**ACTIVITY**:
When you reach the line containing "negative clicks: (112, 155)" in the data below, begin returning lines exactly as written, and stop once the line containing "positive clicks: (223, 170)" has been returned.

**RECORDS**:
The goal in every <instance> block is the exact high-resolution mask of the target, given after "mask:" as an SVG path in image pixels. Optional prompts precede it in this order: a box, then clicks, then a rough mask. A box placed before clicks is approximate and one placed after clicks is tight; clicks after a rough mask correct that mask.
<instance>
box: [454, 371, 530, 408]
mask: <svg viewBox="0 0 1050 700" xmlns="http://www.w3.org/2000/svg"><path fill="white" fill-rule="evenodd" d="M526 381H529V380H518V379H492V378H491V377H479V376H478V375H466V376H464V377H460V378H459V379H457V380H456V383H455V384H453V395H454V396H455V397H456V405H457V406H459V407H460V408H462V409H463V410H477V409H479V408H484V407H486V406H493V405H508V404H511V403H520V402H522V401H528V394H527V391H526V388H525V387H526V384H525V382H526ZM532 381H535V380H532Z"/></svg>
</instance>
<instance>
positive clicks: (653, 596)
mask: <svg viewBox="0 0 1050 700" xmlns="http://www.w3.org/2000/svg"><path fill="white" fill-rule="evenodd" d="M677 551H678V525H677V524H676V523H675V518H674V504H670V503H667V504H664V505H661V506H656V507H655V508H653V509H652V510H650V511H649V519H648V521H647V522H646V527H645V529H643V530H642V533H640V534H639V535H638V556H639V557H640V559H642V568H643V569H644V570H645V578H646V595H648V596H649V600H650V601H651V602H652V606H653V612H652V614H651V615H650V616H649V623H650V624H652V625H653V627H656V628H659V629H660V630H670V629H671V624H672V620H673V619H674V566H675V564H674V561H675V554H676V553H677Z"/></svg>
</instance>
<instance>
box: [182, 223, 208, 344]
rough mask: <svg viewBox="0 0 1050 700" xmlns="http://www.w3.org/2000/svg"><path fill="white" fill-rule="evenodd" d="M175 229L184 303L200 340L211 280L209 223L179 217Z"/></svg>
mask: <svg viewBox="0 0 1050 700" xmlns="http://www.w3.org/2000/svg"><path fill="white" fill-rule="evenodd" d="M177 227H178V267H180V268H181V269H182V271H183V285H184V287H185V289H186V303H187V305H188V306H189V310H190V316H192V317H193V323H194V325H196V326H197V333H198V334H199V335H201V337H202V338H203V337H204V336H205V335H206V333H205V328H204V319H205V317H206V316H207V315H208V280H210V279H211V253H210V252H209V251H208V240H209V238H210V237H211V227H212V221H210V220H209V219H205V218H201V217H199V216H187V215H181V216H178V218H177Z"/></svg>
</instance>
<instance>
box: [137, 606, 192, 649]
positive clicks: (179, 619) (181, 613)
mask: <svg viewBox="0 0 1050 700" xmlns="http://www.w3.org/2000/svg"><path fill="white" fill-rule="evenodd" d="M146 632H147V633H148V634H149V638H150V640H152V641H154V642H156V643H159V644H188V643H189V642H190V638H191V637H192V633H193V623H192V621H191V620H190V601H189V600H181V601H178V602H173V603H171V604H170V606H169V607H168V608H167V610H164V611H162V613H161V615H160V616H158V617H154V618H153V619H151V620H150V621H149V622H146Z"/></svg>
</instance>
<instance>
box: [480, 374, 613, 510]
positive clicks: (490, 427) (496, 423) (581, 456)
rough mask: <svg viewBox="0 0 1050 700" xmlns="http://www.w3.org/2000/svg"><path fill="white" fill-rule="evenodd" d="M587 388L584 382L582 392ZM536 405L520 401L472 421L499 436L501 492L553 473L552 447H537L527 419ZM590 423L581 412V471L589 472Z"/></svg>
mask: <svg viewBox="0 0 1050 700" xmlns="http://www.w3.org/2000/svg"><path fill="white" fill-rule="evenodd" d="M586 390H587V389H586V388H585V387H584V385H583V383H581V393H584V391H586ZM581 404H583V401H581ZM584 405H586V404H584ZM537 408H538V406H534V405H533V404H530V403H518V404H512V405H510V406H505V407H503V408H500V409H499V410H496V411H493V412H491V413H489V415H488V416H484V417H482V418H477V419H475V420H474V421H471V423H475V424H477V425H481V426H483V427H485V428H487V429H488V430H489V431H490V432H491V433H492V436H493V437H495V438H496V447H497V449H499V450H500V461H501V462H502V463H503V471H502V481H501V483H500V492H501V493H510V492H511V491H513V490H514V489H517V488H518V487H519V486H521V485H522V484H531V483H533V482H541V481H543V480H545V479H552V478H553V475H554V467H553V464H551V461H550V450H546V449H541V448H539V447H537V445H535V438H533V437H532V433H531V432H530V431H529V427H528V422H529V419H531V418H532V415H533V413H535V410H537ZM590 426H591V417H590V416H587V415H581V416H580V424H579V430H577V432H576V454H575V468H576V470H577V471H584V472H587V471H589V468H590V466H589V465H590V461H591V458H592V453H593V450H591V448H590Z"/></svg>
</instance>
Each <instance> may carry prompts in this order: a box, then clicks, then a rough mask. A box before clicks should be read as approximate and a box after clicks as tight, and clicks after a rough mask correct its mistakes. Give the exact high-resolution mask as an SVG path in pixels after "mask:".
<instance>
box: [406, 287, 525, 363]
--
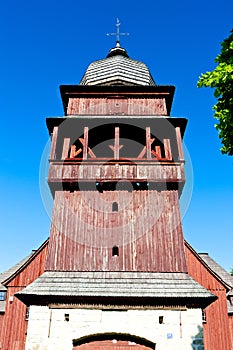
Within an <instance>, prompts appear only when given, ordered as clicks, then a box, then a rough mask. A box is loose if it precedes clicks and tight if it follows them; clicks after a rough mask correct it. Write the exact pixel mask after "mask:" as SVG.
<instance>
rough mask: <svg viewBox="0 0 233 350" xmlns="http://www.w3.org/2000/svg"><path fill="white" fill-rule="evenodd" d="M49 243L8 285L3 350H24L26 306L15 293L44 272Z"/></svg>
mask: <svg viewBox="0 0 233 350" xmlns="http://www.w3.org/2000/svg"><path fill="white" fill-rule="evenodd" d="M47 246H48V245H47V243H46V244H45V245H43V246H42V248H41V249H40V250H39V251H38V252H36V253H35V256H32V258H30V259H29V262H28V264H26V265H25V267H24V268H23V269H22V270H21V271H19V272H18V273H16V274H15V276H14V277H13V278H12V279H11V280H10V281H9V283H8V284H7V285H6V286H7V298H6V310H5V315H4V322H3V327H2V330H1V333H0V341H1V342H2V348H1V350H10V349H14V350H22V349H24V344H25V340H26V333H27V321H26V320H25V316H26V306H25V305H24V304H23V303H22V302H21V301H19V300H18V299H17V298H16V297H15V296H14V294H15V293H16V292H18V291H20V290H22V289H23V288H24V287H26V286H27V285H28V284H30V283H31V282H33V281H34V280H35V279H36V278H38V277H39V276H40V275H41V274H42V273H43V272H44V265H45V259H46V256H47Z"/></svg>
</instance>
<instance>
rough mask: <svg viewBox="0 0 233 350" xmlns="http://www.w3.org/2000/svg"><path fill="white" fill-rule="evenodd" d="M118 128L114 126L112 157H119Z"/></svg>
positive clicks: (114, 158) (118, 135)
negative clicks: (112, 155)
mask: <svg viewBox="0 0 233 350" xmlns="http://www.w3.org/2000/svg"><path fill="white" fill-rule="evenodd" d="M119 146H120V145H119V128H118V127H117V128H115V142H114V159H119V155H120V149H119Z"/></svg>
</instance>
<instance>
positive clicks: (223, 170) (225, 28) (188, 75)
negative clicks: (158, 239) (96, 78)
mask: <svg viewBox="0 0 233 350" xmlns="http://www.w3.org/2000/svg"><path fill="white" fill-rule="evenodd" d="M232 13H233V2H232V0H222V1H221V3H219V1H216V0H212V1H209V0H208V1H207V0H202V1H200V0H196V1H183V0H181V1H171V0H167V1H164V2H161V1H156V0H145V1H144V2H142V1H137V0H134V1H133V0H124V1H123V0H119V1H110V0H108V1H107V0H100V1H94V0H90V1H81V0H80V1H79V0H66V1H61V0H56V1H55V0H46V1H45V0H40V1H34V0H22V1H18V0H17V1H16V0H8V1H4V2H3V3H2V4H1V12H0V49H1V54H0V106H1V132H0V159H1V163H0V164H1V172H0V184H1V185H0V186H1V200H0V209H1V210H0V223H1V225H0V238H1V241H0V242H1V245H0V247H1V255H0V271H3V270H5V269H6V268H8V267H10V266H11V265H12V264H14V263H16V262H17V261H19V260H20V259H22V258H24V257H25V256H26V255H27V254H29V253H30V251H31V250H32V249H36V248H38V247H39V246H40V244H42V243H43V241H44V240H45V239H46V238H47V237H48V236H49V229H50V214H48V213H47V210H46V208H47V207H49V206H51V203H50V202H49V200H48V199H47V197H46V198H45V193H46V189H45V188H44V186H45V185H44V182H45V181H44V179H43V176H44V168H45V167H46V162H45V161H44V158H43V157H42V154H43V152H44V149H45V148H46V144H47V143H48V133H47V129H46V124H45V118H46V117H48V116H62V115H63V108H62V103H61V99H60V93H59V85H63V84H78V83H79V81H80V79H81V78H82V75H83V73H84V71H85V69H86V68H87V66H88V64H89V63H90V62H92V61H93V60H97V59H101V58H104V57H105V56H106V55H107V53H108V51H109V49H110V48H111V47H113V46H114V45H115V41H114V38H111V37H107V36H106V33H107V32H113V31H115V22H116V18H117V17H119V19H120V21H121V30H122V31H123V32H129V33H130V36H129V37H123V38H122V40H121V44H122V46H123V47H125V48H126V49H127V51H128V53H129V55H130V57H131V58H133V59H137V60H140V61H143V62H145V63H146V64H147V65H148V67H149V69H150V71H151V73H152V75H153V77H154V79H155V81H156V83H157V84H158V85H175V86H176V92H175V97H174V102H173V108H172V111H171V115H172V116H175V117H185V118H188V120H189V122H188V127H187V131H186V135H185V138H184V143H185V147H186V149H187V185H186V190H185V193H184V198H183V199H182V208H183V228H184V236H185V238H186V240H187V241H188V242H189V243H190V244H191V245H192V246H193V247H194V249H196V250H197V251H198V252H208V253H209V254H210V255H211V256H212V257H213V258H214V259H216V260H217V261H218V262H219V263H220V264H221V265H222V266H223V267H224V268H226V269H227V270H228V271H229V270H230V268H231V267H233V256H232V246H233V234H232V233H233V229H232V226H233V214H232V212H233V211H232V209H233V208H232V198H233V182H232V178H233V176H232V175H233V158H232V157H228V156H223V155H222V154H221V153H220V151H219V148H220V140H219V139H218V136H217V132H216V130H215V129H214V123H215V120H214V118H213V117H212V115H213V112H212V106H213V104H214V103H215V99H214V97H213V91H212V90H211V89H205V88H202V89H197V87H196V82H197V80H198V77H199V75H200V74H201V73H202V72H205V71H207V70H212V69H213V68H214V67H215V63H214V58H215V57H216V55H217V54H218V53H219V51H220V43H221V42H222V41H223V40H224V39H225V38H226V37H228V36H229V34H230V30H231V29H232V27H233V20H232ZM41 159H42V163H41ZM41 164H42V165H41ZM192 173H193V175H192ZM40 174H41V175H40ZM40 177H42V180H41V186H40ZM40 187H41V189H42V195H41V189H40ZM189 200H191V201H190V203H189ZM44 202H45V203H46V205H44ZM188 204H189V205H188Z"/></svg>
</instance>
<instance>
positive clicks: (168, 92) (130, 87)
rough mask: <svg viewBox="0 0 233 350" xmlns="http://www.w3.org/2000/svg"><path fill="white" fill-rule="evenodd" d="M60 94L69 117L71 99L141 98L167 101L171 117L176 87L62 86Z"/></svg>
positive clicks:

**OUTPUT**:
negative clicks: (112, 155)
mask: <svg viewBox="0 0 233 350" xmlns="http://www.w3.org/2000/svg"><path fill="white" fill-rule="evenodd" d="M119 146H120V145H119V128H118V127H117V128H115V142H114V159H119V155H120V149H119Z"/></svg>
</instance>
<instance>
positive clicks: (223, 170) (225, 28) (188, 75)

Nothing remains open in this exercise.